◆ GIVEN INSTRUCTION 1 ◆
Answer these from the cubic spline passage.
(a) With the second formulation, what is the dimension of the matrix problem?
(b) In the final matrix equation, what slope is forced at both ends?
(c) In the first method, what does solving the matrix equation directly yield?
◆ GIVEN INSTRUCTION 2 ◆
Go on with the cubic spline passage, starting right after its last sentence.

◆ PASSAGE SHOWN ◆
The resulting plot is identical to that in the first example. In summary, using this formulation, the dimension of the matrix problem is n instead of 4(n-1). Also, tri-diagonal matrices require fewer computational resources. To be sure, additional computation is needed to find the spline coefficients, which are the direct result of the matrix solution in the first method, but the total computation is far less than the first method.

As a final illustration, we will show how to enforce a slope at either end. Recall the equation of the 1st derivative:

At x = x₁:

y₁' = 3a₁(x₁-x₁)² + 2b₁(x₁-x₁) + c₁ = 0 + 0 + c₁ = c₁ = (y₂-y₁)/h₁ – y₂"h₁/6 – y₁"h₁/3
y₁"(2h₁) + y₂"(h₁) = 6[(y₂-y₁)/h₁ - y₁']

At x = x₃:

y₃' = 3a₂(x₃-x₂)² + 2b₂(x₃-x₂) + c₂ = 3a₂h₂² + 2b₂h₂ + c₂
y₃' = 3h₂²(y₃"-y₂")/6h₂ + 2h₂y₂"/2 + (y₃-y₂)/h₂ – y₃"h₂/6 – y₂"h₂/3
y₃' = 3h₂(y₃"-y₂")/6 + h₂y₂" + (y₃-y₂)/h₂ – y₃"h₂/6 – y₂"h₂/3
h₂y₃"/2 - h₂y₂"/2 + h₂y₂" – y₃"h₂/6 – y₂"h₂/3 = y₃' - (y₃-y₂)/h₂
3h₂y₃" - 3h₂y₂" + 6h₂y₂" – y₃"h₂ – 2y₂"h₂ = 6(y₃' - (y₃-y₂)/h₂)
y₃"(3h₂ – h₂) - y₂"(6h₂ – 3h₂ – 2h₂) = 6(y₃' - (y₃-y₂)/h₂)
y₂"(h₂) + y₃"(2h₂) = 6[y₃' - (y₃-y₂)/h₂]

If we force the slope to be zero at both ends, the matrix equation would be (again, using the simplified version):

Code:

┌	┐ ┌   ┐          ┌         ┐          ┌            ┐     ┌      ┐   ┌   ┐
│2 1  0	│ │y1"│          │   y2-y1 │          │    0.125-0 │     │ 0.125│   │  3│
│1 4  1	│ │y2"│ = 6/(h*h)│y3-2y2+y1│ = 6/0.25 │1-2(0.125)+0│ = 24│ 0.75 │ = │ 18│
│0 1  2	│ │y3"│          │ -(y3-y2)│          │  -(1-0.125)│     │-0.875│   │-21│
└   	┘ └   ┘          └         ┘          └            ┘     └      ┘   └   ┘

Conclusion:

We have demonstrated two different methods of formulating cubic splines to interpolate a given set of points. Using the first method, the solution of the matrix equation directly yields the coefficients of the spline segments, but has the disadvantage of a matrix dimension of 4(n-1). The second method is much more computationally efficient (matrix dimension n) but requires some calculation to determine the spline segment coefficients. We also demonstrated how to implement various free end boundary conditions.

◆ PROVIDED INFORMATION ◆
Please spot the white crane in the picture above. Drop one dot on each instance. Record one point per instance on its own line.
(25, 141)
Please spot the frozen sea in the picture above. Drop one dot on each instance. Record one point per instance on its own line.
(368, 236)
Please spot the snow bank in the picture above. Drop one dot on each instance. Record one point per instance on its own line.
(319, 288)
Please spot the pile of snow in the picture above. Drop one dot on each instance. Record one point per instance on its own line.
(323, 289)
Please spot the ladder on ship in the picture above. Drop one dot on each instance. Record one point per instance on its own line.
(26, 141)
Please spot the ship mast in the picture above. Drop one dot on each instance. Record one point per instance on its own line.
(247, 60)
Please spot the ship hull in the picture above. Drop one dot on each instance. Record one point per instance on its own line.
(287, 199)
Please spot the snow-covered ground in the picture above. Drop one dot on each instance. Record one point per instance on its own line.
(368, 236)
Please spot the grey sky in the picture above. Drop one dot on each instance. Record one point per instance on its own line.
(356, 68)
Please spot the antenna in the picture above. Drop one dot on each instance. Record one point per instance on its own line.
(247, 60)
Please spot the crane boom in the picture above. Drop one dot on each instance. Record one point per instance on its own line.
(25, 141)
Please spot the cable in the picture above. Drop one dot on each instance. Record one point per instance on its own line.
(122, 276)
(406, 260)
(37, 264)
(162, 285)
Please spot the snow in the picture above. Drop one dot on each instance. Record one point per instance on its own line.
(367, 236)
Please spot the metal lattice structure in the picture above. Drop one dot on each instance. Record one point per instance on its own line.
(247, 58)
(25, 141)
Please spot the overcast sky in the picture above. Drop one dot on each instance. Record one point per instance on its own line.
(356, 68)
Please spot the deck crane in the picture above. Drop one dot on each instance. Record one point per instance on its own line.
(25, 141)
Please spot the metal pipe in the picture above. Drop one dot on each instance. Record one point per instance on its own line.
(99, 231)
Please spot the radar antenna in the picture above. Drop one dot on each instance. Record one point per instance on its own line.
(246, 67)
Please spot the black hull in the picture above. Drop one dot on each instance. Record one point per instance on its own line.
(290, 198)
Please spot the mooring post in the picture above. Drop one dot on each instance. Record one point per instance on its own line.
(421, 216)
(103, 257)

◆ EXERCISE OUTPUT 1 ◆
(a) n
(b) Zero
(c) The coefficients of the spline segments

◆ EXERCISE OUTPUT 2 ◆
To extend the discussion to parametric cubic splines, see:http://www.vbforums.com/showthread.php?t=481546
.

.

[Rassis]

VBAhack thanks for the excellent posts and job well done!

Unfortunately I am not allowed by the administrator to rate your post as I have already done it the last time.

[Math_Girl]

Thanks for this

[jemidiah]

Nice job! I too would have rated it... but I can't...

I always wondered how splines were actually calculated. I never thought of the 2nd derivative -> 0 boundary conditions, or the fact that cubic fits would yield such nice results. Thanks!

{Space for edit after I get the chance to read it over more carefully}

[krtxmrtz]

Rassis and jemidiah, don't worry, I rated him up for you already last week

[VBAhack]

Thanks all for the positive comments. If that wasn't enough punishment, I'm finalizing a follow-on dealing with parametric cubic splines. Stay tuned...

[thegaunlet]

This is one of the best cubic spline interpolation tutorials available online! Thanks to the simple representation of Cubic Spline Part A in the form of a matrix, I was able to use excel to help me with interpolating my data. Thanks alot!

Is there a way to edit the equation to set the third derivative of both splines to equal each other as I've read of "not-a-knot" boundary end conditions?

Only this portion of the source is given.